4.7 Estimation of the Exponential Parameter

If there is no censoring, the maximum likelihood estimator is:

\[\hat{\alpha}=\frac{n}{\sum_{i=1}^n x_i}.\]

With right censoring, if \(d\) events are observed, then:

\[\hat{\alpha}=\frac{d}{\sum_{i=1}^n x_i}.\]

4.8 R Example 4.2: Estimating Hazard with Censoring

time <- c(9, 13, 13, 18, 23, 28, 31, 34, 45, 48, 161)
status <- c(1, 1, 0, 1, 1, 0, 1, 1, 0, 1, 0)

d <- sum(status)
alpha_hat <- d / sum(time)

alpha_hat
## [1] 0.01654846
1 / alpha_hat
## [1] 60.42857

The estimated hazard rate is alpha_hat, and the estimated mean survival time is \(1/\hat{\alpha}\).

4.9 R Example 4.3: Plotting Exponential Survival Curves

t <- seq(0, 100, by = 1)
alpha_values <- c(0.02, 0.05, 0.10)

plot(t, exp(-alpha_values[1] * t), type = "l",
     ylim = c(0, 1),
     xlab = "Time",
     ylab = "Survival Probability",
     main = "Exponential Survival Curves")

lines(t, exp(-alpha_values[2] * t), lty = 2)
lines(t, exp(-alpha_values[3] * t), lty = 3)

legend("topright",
       legend = paste("alpha =", alpha_values),
       lty = 1:3,
       bty = "n")

4.10 Exercise 4.1

For an exponential failure time with \(\alpha=0.2\), compute:

  1. \(S(5)\)
  2. \(H(5)\)
  3. \(E(T)\)

4.11 Solution 4.1

alpha <- 0.2
S5 <- exp(-alpha * 5)
H5 <- alpha * 5
ET <- 1 / alpha

S5
## [1] 0.3678794
H5
## [1] 1
ET
## [1] 5

5 Weibull, Gamma and Log-Logistic Failure Laws

5.1 Learning Outcomes

  • Define the Weibull failure law.
  • Interpret the Weibull shape parameter.
  • Define the gamma failure law.
  • Define the log-logistic survival model.
  • Use R to simulate and plot survival distributions.

6 Weibull Failure Law

The Weibull distribution generalizes the exponential distribution by allowing the hazard function to vary with time.

Required actions:
[a] In the survival analysis excerpt, reproduce everything from "With right censoring, if" down to "d <- sum(status)".
[b] According to the survival analysis excerpt, how does the Weibull distribution generalize the exponential distribution?
[c] Render this sentence from the survival analysis excerpt in Spanish: "The Weibull distribution generalizes the exponential distribution by allowing the hazard function to vary with time."

Data extract:
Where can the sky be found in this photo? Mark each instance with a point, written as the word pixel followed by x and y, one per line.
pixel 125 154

Responses in order:
[a]
With right censoring, if \(d\) events are observed, then:

\[\hat{\alpha}=\frac{d}{\sum_{i=1}^n x_i}.\]

4.8 R Example 4.2: Estimating Hazard with Censoring

time <- c(9, 13, 13, 18, 23, 28, 31, 34, 45, 48, 161)
status <- c(1, 1, 0, 1, 1, 0, 1, 1, 0, 1, 0)

d <- sum(status)

[b] It allows the hazard function to vary with time.

[c] La distribución de Weibull generaliza la distribución exponencial al permitir que la función de riesgo varíe con el tiempo.